* [OBJECTIVE]:
Copy every one of the rows below word for word, with no changes.

* [PROVIDED DATA]:
☆ ☆ ☆
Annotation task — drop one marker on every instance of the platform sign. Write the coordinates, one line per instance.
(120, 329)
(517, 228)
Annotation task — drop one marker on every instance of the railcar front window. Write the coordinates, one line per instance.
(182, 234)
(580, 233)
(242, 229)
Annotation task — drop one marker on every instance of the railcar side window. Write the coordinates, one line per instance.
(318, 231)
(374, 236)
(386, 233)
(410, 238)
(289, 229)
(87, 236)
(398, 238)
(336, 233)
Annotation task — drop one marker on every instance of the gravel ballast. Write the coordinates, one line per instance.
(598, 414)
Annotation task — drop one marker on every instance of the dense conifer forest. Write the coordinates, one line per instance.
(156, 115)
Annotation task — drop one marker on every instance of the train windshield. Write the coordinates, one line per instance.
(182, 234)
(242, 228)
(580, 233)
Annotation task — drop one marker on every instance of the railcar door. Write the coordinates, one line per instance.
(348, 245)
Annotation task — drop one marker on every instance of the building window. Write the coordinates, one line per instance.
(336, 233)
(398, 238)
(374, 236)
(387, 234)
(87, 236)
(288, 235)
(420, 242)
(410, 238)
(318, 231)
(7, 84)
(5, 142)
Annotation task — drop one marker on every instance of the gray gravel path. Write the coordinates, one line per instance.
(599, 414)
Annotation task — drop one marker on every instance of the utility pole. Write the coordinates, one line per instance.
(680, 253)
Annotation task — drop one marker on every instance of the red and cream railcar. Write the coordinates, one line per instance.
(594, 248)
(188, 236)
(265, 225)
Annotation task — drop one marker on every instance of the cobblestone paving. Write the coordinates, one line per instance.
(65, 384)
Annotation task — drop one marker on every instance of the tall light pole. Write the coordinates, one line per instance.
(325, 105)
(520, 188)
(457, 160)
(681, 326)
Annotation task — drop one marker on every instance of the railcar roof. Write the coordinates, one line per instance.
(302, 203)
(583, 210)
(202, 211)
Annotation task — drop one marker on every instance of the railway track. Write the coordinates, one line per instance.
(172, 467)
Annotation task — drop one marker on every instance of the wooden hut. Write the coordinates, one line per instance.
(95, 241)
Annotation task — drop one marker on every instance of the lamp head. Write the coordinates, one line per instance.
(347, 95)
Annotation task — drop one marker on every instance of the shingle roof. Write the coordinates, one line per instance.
☆ ☆ ☆
* [ANSWER FOR THIS EXERCISE]:
Annotation task — drop one marker on every instance of the platform sign. Write the coordinates, one line per instance.
(120, 329)
(517, 228)
Annotation task — drop one marker on every instance of the railcar front window. Write the coordinates, one line per instance.
(182, 234)
(580, 233)
(242, 229)
Annotation task — drop one marker on every instance of the railcar side window. Write the coordinates, one line per instance.
(318, 231)
(374, 236)
(386, 233)
(410, 238)
(289, 229)
(87, 236)
(398, 238)
(336, 233)
Annotation task — drop one marker on every instance of the gravel ballast. Write the coordinates, one line per instance.
(598, 414)
Annotation task — drop one marker on every instance of the dense conifer forest. Write the coordinates, one line per instance.
(156, 115)
Annotation task — drop one marker on every instance of the train windshield. Write the coordinates, one line per instance.
(182, 234)
(242, 228)
(580, 233)
Annotation task — drop one marker on every instance of the railcar door. Write the coordinates, one line per instance.
(348, 245)
Annotation task — drop one marker on every instance of the building window. Write the coordinates, one line per instance.
(336, 233)
(398, 238)
(374, 236)
(387, 234)
(87, 236)
(288, 235)
(420, 242)
(410, 238)
(318, 231)
(7, 84)
(5, 142)
Annotation task — drop one marker on every instance of the gray gravel path. Write the coordinates, one line per instance.
(599, 414)
Annotation task — drop one marker on every instance of the utility pole. Write the coordinates, one line per instance.
(680, 253)
Annotation task — drop one marker on every instance of the red and cream railcar. Write the coordinates, one line per instance.
(594, 248)
(188, 236)
(265, 225)
Annotation task — drop one marker on every instance of the cobblestone paving. Write the coordinates, one line per instance.
(65, 384)
Annotation task — drop one marker on every instance of the tall light pole. Write the coordinates, one line per instance.
(325, 105)
(520, 188)
(457, 160)
(681, 326)
Annotation task — drop one marker on every instance of the railcar roof. Write the coordinates, one line per instance.
(302, 203)
(583, 210)
(202, 211)
Annotation task — drop one marker on every instance of the railway track. Write the coordinates, one line per instance.
(172, 467)
Annotation task — drop one marker on every instance of the wooden hut. Write the coordinates, one line per instance.
(95, 241)
Annotation task — drop one marker on every instance of the lamp head. Write the coordinates, one line per instance.
(347, 95)
Annotation task — drop one marker on every instance of the shingle roof. Write the coordinates, one line per instance.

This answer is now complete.